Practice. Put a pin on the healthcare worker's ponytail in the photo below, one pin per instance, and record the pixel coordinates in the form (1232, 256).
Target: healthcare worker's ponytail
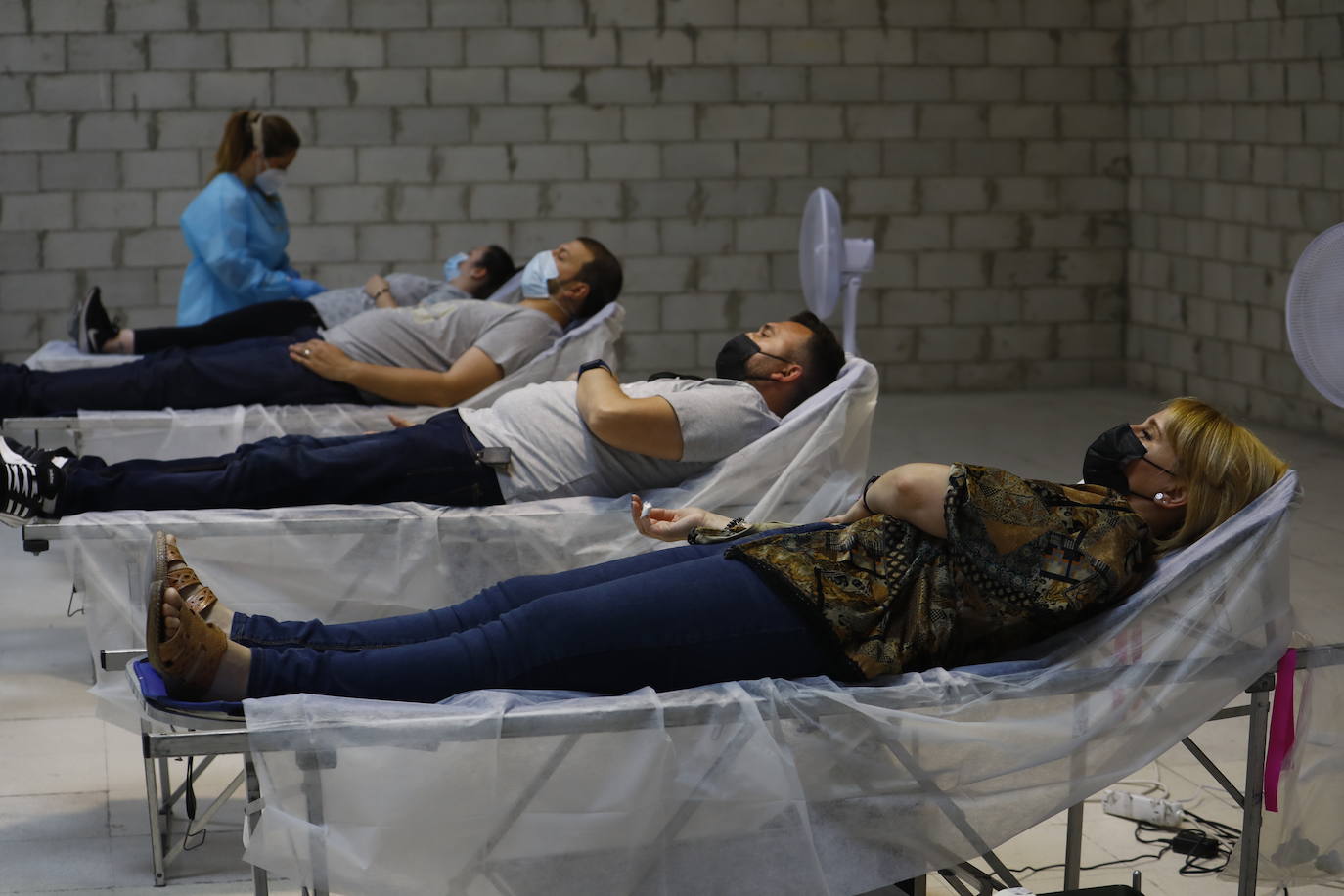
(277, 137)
--
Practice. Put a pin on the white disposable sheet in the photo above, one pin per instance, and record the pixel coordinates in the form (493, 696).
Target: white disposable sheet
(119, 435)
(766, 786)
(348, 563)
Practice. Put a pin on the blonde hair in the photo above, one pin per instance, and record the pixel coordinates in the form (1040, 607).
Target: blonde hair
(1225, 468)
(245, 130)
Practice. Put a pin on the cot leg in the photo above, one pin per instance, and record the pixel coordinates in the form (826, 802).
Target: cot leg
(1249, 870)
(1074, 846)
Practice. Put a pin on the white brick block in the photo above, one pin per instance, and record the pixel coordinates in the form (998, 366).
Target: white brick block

§ **Exercise details**
Copy the records from the line containing "Practice. Put a pin on the blonde" through the line containing "Target: white brick block", replacing "pin" with "dot" and changing nothing else.

§ **Full answer**
Practice. Put a dot on the blonde hair in the photo above, one dot per instance, and record the pixel coordinates in the form (1040, 607).
Target: blonde hair
(1225, 468)
(245, 130)
Practice. Put a dot on the cot leg in the photo above, one dot per instance, and record the pixel coordinates in the form (826, 802).
Target: cot leg
(1249, 870)
(1074, 846)
Practice. Put a dot on the white brick block in the photo above, one dot per instance, and record the pixel coordinates in the form (998, 366).
Target: white brick block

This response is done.